▸ PROBLEM DESCRIPTION
From the first line to the last, give the data again exactly.

▸ RECORDS SHOWN
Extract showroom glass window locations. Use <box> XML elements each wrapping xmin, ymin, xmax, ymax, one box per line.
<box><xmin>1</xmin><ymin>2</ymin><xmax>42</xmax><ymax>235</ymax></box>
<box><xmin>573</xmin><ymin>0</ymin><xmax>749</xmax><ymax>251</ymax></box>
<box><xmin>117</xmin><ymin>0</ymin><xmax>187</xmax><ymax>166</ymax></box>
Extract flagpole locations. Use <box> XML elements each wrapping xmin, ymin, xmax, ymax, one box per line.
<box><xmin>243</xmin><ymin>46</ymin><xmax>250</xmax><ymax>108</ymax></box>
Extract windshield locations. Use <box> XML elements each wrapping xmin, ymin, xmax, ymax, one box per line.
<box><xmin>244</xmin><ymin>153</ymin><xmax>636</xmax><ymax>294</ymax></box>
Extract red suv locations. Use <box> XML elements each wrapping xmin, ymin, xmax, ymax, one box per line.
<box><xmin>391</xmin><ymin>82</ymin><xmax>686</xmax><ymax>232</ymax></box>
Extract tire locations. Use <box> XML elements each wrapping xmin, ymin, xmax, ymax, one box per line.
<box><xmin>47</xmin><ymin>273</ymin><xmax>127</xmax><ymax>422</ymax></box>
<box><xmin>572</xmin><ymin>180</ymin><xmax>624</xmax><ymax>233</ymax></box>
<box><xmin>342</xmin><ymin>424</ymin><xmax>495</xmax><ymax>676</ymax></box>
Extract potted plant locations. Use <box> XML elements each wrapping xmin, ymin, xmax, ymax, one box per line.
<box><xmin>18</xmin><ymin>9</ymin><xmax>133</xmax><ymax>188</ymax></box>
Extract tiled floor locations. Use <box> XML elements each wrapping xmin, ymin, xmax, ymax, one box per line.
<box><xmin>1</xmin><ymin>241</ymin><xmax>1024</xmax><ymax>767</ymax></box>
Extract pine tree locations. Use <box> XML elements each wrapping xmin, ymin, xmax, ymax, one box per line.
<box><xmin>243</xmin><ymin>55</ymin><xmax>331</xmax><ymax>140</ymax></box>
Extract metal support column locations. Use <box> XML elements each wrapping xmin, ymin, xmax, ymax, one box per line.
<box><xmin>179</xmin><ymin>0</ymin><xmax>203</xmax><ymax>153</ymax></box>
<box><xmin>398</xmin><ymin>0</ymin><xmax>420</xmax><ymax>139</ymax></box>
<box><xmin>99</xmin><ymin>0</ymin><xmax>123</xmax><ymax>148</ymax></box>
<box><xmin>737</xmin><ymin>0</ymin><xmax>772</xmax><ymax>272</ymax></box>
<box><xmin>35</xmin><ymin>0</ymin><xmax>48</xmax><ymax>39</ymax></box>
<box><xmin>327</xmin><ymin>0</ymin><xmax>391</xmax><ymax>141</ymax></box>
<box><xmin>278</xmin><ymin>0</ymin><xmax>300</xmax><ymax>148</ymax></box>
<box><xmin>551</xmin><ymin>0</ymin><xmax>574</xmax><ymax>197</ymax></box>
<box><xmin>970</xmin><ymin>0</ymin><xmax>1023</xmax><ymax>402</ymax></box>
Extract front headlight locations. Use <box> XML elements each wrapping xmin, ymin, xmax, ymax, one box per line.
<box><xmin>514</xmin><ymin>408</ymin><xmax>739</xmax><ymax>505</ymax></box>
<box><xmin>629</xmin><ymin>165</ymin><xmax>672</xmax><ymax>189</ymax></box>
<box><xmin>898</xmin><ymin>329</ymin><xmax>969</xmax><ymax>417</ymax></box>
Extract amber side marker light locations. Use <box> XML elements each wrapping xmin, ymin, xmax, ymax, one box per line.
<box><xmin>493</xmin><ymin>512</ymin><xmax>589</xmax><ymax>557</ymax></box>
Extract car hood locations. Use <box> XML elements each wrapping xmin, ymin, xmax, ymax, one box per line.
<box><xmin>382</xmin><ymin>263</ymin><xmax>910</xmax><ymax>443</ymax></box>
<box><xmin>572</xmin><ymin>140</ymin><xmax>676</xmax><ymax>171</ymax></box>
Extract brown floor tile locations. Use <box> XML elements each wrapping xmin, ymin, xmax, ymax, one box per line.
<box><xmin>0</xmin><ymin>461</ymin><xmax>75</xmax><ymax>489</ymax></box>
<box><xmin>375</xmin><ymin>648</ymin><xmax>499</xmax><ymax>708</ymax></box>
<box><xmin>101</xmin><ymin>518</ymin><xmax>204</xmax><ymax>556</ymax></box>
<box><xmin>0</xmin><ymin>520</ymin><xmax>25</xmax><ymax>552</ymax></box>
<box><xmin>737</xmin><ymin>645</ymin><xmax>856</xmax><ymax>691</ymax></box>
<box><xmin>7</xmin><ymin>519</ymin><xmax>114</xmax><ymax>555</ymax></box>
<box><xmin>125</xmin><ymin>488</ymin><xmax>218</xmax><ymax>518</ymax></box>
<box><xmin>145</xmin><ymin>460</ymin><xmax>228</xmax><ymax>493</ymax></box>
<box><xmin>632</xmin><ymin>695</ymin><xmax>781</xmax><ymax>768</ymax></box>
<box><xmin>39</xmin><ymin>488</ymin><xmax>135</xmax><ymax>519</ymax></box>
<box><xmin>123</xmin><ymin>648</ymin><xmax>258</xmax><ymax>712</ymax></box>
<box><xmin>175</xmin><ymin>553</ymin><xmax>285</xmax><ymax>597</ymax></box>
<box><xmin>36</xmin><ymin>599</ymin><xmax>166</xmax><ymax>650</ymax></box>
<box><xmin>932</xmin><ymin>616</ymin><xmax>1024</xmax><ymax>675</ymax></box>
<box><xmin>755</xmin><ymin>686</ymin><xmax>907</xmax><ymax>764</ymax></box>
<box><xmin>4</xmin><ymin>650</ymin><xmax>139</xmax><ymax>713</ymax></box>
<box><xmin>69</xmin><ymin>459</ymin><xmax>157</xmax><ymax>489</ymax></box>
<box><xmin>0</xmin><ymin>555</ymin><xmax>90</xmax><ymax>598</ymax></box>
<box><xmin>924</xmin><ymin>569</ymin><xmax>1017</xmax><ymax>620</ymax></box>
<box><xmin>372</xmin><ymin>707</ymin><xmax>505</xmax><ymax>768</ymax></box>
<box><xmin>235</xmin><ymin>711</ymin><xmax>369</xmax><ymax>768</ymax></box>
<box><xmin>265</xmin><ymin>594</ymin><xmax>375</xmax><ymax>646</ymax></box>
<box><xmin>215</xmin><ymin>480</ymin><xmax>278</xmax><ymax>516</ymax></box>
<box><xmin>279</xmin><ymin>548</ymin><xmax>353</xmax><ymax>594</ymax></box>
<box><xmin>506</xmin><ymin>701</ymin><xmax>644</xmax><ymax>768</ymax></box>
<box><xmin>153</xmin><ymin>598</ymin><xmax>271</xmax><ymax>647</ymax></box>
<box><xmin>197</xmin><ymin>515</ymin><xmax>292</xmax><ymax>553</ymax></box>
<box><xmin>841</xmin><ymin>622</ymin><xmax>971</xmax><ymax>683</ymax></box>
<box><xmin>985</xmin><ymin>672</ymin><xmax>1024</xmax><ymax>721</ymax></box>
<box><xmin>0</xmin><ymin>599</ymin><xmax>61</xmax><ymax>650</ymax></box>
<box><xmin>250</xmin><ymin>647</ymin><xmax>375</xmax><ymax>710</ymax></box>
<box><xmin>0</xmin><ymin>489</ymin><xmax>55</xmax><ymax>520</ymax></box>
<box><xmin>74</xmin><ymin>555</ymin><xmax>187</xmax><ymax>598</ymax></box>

▸ RESPONSE TO THIS EXERCISE
Extract showroom glass window locations. Use <box> XML elements each wrapping xmin, ymin, xmax, ymax, one box per line.
<box><xmin>1</xmin><ymin>2</ymin><xmax>42</xmax><ymax>235</ymax></box>
<box><xmin>573</xmin><ymin>0</ymin><xmax>749</xmax><ymax>251</ymax></box>
<box><xmin>117</xmin><ymin>0</ymin><xmax>187</xmax><ymax>166</ymax></box>
Extract flagpole locations. Use <box> XML elements each wrapping xmin, ymin, xmax, ymax, one box per line.
<box><xmin>243</xmin><ymin>46</ymin><xmax>250</xmax><ymax>108</ymax></box>
Extract windshield locations. Use <box> XML elements each wrapping xmin, ymin, xmax, ymax, one box per line.
<box><xmin>244</xmin><ymin>153</ymin><xmax>636</xmax><ymax>294</ymax></box>
Extract red suv locations. Use <box> XML elements each wrapping xmin, ymin, xmax, ymax, one box per line.
<box><xmin>391</xmin><ymin>82</ymin><xmax>686</xmax><ymax>232</ymax></box>
Extract tire locations. Use <box> XML elements each wrapping xmin, ymin, xmax, ymax, one box per line.
<box><xmin>47</xmin><ymin>273</ymin><xmax>127</xmax><ymax>422</ymax></box>
<box><xmin>572</xmin><ymin>180</ymin><xmax>624</xmax><ymax>233</ymax></box>
<box><xmin>342</xmin><ymin>424</ymin><xmax>495</xmax><ymax>676</ymax></box>
Extract potted plant locations. Use <box> XML elements each wrapping xmin, ymin, xmax, ymax, one box per line.
<box><xmin>18</xmin><ymin>9</ymin><xmax>133</xmax><ymax>188</ymax></box>
Extract tiled floor locations. Use <box> XML elements each wrapping xmin, ymin, xmax, ymax, one box per line.
<box><xmin>1</xmin><ymin>241</ymin><xmax>1024</xmax><ymax>767</ymax></box>
Extract pine tree locations. Use <box> XML elements each wrapping xmin, ymin, xmax, ymax, one box per line.
<box><xmin>243</xmin><ymin>55</ymin><xmax>331</xmax><ymax>140</ymax></box>
Extract metal support column locations. Use <box> XML elements each wrapping xmin, ymin, xmax, ymax, one box per line.
<box><xmin>179</xmin><ymin>0</ymin><xmax>203</xmax><ymax>153</ymax></box>
<box><xmin>398</xmin><ymin>0</ymin><xmax>420</xmax><ymax>139</ymax></box>
<box><xmin>99</xmin><ymin>0</ymin><xmax>123</xmax><ymax>148</ymax></box>
<box><xmin>737</xmin><ymin>0</ymin><xmax>772</xmax><ymax>272</ymax></box>
<box><xmin>35</xmin><ymin>0</ymin><xmax>48</xmax><ymax>39</ymax></box>
<box><xmin>327</xmin><ymin>0</ymin><xmax>391</xmax><ymax>141</ymax></box>
<box><xmin>278</xmin><ymin>0</ymin><xmax>300</xmax><ymax>148</ymax></box>
<box><xmin>551</xmin><ymin>0</ymin><xmax>574</xmax><ymax>197</ymax></box>
<box><xmin>970</xmin><ymin>0</ymin><xmax>1023</xmax><ymax>402</ymax></box>
Extract front headlight locations. Use <box> XML elements each wrapping xmin, ymin, xmax, ymax, one box per line.
<box><xmin>514</xmin><ymin>408</ymin><xmax>739</xmax><ymax>505</ymax></box>
<box><xmin>629</xmin><ymin>165</ymin><xmax>672</xmax><ymax>189</ymax></box>
<box><xmin>898</xmin><ymin>329</ymin><xmax>969</xmax><ymax>417</ymax></box>
Extract amber side marker light locations. Use <box> XML elements each wrapping xmin, ymin, xmax, ymax, one box per line.
<box><xmin>493</xmin><ymin>512</ymin><xmax>589</xmax><ymax>557</ymax></box>
Extract car hood locations. Use <box> XML elements each wrapping xmin, ymin, xmax, ymax, one box per line.
<box><xmin>382</xmin><ymin>263</ymin><xmax>910</xmax><ymax>443</ymax></box>
<box><xmin>572</xmin><ymin>140</ymin><xmax>676</xmax><ymax>171</ymax></box>
Extract brown floor tile locations. Use <box> XML elements each wrapping xmin, ymin, xmax, ymax, one box per line.
<box><xmin>0</xmin><ymin>461</ymin><xmax>75</xmax><ymax>489</ymax></box>
<box><xmin>375</xmin><ymin>648</ymin><xmax>499</xmax><ymax>708</ymax></box>
<box><xmin>101</xmin><ymin>518</ymin><xmax>204</xmax><ymax>556</ymax></box>
<box><xmin>0</xmin><ymin>520</ymin><xmax>25</xmax><ymax>552</ymax></box>
<box><xmin>737</xmin><ymin>645</ymin><xmax>856</xmax><ymax>691</ymax></box>
<box><xmin>7</xmin><ymin>519</ymin><xmax>114</xmax><ymax>555</ymax></box>
<box><xmin>125</xmin><ymin>488</ymin><xmax>218</xmax><ymax>518</ymax></box>
<box><xmin>145</xmin><ymin>460</ymin><xmax>228</xmax><ymax>493</ymax></box>
<box><xmin>632</xmin><ymin>695</ymin><xmax>781</xmax><ymax>768</ymax></box>
<box><xmin>39</xmin><ymin>488</ymin><xmax>135</xmax><ymax>519</ymax></box>
<box><xmin>123</xmin><ymin>648</ymin><xmax>258</xmax><ymax>712</ymax></box>
<box><xmin>175</xmin><ymin>553</ymin><xmax>285</xmax><ymax>597</ymax></box>
<box><xmin>36</xmin><ymin>599</ymin><xmax>166</xmax><ymax>650</ymax></box>
<box><xmin>932</xmin><ymin>616</ymin><xmax>1024</xmax><ymax>675</ymax></box>
<box><xmin>755</xmin><ymin>686</ymin><xmax>907</xmax><ymax>764</ymax></box>
<box><xmin>4</xmin><ymin>650</ymin><xmax>139</xmax><ymax>713</ymax></box>
<box><xmin>69</xmin><ymin>459</ymin><xmax>157</xmax><ymax>489</ymax></box>
<box><xmin>0</xmin><ymin>555</ymin><xmax>90</xmax><ymax>598</ymax></box>
<box><xmin>924</xmin><ymin>569</ymin><xmax>1017</xmax><ymax>620</ymax></box>
<box><xmin>372</xmin><ymin>707</ymin><xmax>505</xmax><ymax>768</ymax></box>
<box><xmin>235</xmin><ymin>711</ymin><xmax>369</xmax><ymax>768</ymax></box>
<box><xmin>265</xmin><ymin>594</ymin><xmax>375</xmax><ymax>646</ymax></box>
<box><xmin>215</xmin><ymin>480</ymin><xmax>278</xmax><ymax>516</ymax></box>
<box><xmin>279</xmin><ymin>548</ymin><xmax>353</xmax><ymax>594</ymax></box>
<box><xmin>506</xmin><ymin>701</ymin><xmax>644</xmax><ymax>768</ymax></box>
<box><xmin>153</xmin><ymin>598</ymin><xmax>271</xmax><ymax>647</ymax></box>
<box><xmin>197</xmin><ymin>515</ymin><xmax>292</xmax><ymax>553</ymax></box>
<box><xmin>841</xmin><ymin>622</ymin><xmax>971</xmax><ymax>683</ymax></box>
<box><xmin>985</xmin><ymin>672</ymin><xmax>1024</xmax><ymax>721</ymax></box>
<box><xmin>0</xmin><ymin>599</ymin><xmax>61</xmax><ymax>650</ymax></box>
<box><xmin>250</xmin><ymin>647</ymin><xmax>375</xmax><ymax>710</ymax></box>
<box><xmin>0</xmin><ymin>489</ymin><xmax>55</xmax><ymax>520</ymax></box>
<box><xmin>74</xmin><ymin>555</ymin><xmax>187</xmax><ymax>598</ymax></box>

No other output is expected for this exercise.